Arrange every line of the rows below as a JSON list of strings, one string per line, leaving out blank lines.
####################
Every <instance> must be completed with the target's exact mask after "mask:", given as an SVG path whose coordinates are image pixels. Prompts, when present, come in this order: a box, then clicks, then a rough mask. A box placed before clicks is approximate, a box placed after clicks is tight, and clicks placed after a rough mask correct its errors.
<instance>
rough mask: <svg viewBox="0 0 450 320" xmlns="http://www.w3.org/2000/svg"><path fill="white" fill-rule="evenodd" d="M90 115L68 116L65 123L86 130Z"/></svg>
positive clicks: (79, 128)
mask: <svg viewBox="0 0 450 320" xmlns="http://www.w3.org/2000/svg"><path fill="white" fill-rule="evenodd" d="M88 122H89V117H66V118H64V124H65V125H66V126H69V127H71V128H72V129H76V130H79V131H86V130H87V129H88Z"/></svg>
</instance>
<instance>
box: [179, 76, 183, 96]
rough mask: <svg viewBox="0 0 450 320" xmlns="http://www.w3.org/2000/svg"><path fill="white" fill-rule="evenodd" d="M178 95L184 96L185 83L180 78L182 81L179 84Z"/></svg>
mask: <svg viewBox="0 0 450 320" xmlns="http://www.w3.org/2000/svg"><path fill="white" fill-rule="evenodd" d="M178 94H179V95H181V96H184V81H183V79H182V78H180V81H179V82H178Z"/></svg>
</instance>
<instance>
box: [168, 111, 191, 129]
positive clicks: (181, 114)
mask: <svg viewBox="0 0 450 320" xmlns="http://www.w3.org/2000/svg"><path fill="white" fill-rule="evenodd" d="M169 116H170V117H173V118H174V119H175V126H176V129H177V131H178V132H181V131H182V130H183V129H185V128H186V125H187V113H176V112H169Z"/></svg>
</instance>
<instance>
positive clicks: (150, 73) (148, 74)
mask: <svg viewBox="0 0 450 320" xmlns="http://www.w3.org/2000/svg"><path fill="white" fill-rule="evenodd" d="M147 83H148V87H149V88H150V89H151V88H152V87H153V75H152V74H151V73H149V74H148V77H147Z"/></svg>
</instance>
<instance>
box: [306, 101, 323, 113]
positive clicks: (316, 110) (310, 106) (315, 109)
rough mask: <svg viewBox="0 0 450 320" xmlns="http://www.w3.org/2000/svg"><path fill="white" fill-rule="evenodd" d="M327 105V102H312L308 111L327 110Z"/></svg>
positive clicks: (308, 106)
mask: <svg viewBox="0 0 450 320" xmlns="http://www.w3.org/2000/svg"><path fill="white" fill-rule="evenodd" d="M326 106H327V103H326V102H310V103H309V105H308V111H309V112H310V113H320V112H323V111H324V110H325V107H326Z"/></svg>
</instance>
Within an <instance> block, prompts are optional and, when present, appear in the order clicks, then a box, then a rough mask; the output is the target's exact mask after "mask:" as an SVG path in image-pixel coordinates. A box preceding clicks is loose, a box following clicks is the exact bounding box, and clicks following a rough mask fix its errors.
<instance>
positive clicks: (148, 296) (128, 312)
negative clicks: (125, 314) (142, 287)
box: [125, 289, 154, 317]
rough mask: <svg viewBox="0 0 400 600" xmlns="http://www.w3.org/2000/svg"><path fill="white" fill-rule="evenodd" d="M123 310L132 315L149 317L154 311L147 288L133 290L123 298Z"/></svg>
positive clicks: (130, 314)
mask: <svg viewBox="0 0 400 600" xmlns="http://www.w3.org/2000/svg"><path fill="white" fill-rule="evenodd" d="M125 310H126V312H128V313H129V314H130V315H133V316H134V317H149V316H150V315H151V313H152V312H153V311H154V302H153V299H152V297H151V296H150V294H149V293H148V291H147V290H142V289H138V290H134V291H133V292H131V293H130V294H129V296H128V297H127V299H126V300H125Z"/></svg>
####################
> **WRITTEN REPLY**:
[
  "Every <instance> must be completed with the target's exact mask after \"mask:\", given as an SVG path whose coordinates are image pixels. Prompts, when present, come in this order: a box, then clicks, then a rough mask. A box placed before clicks is approximate, a box placed after clicks is tight, and clicks placed after a rough mask correct its errors.",
  "<instance>",
  "rough mask: <svg viewBox=\"0 0 450 320\" xmlns=\"http://www.w3.org/2000/svg\"><path fill=\"white\" fill-rule=\"evenodd\" d=\"M90 115L68 116L65 123L86 130Z\"/></svg>",
  "positive clicks: (79, 128)",
  "mask: <svg viewBox=\"0 0 450 320\" xmlns=\"http://www.w3.org/2000/svg\"><path fill=\"white\" fill-rule=\"evenodd\" d=\"M88 122H89V117H66V118H64V124H65V125H66V126H69V127H71V128H72V129H76V130H79V131H86V130H87V129H88Z\"/></svg>",
  "</instance>",
  "<instance>",
  "box: [179, 76, 183, 96]",
  "rough mask: <svg viewBox=\"0 0 450 320\" xmlns=\"http://www.w3.org/2000/svg\"><path fill=\"white\" fill-rule=\"evenodd\" d=\"M178 95L184 96L185 83L180 78L182 81L179 84Z\"/></svg>",
  "mask: <svg viewBox=\"0 0 450 320\" xmlns=\"http://www.w3.org/2000/svg\"><path fill=\"white\" fill-rule=\"evenodd\" d=\"M178 94H179V95H181V96H184V81H183V79H182V78H180V81H179V82H178Z\"/></svg>",
  "</instance>",
  "<instance>",
  "box: [168, 111, 191, 129]",
  "positive clicks: (181, 114)",
  "mask: <svg viewBox=\"0 0 450 320\" xmlns=\"http://www.w3.org/2000/svg\"><path fill=\"white\" fill-rule=\"evenodd\" d=\"M169 116H170V117H173V118H174V119H175V126H176V129H177V131H178V132H181V131H182V130H183V129H185V128H186V125H187V113H176V112H169Z\"/></svg>",
  "</instance>",
  "<instance>",
  "positive clicks: (150, 73) (148, 74)",
  "mask: <svg viewBox=\"0 0 450 320\" xmlns=\"http://www.w3.org/2000/svg\"><path fill=\"white\" fill-rule=\"evenodd\" d=\"M147 83H148V87H149V88H150V89H151V88H152V87H153V75H152V74H151V73H149V74H148V77H147Z\"/></svg>",
  "</instance>",
  "<instance>",
  "box: [306, 101, 323, 113]",
  "positive clicks: (316, 110) (310, 106) (315, 109)",
  "rough mask: <svg viewBox=\"0 0 450 320\" xmlns=\"http://www.w3.org/2000/svg\"><path fill=\"white\" fill-rule=\"evenodd\" d=\"M327 105V102H312L308 111L327 110Z\"/></svg>",
  "positive clicks: (308, 106)",
  "mask: <svg viewBox=\"0 0 450 320\" xmlns=\"http://www.w3.org/2000/svg\"><path fill=\"white\" fill-rule=\"evenodd\" d=\"M326 106H327V103H326V102H310V103H309V105H308V111H309V112H310V113H320V112H323V111H324V110H325V107H326Z\"/></svg>",
  "</instance>",
  "Within an <instance> block, prompts are optional and, when present, appear in the order clicks, then a box, then a rough mask; the output is the target's exact mask after \"mask:\" as an SVG path in image-pixel coordinates. A box preceding clicks is loose, a box following clicks is the exact bounding box, and clicks following a rough mask fix its errors.",
  "<instance>",
  "positive clicks: (148, 296) (128, 312)",
  "negative clicks: (125, 314) (142, 287)",
  "box: [125, 289, 154, 317]",
  "rough mask: <svg viewBox=\"0 0 400 600\" xmlns=\"http://www.w3.org/2000/svg\"><path fill=\"white\" fill-rule=\"evenodd\" d=\"M123 310L132 315L149 317L154 311L147 288L133 290L123 298Z\"/></svg>",
  "positive clicks: (130, 314)",
  "mask: <svg viewBox=\"0 0 400 600\" xmlns=\"http://www.w3.org/2000/svg\"><path fill=\"white\" fill-rule=\"evenodd\" d=\"M125 310H126V312H128V313H129V314H130V315H133V316H134V317H149V316H150V315H151V313H152V312H153V311H154V302H153V299H152V297H151V296H150V294H149V293H148V291H147V290H142V289H138V290H134V291H133V292H131V293H130V294H129V296H128V297H127V299H126V300H125Z\"/></svg>"
]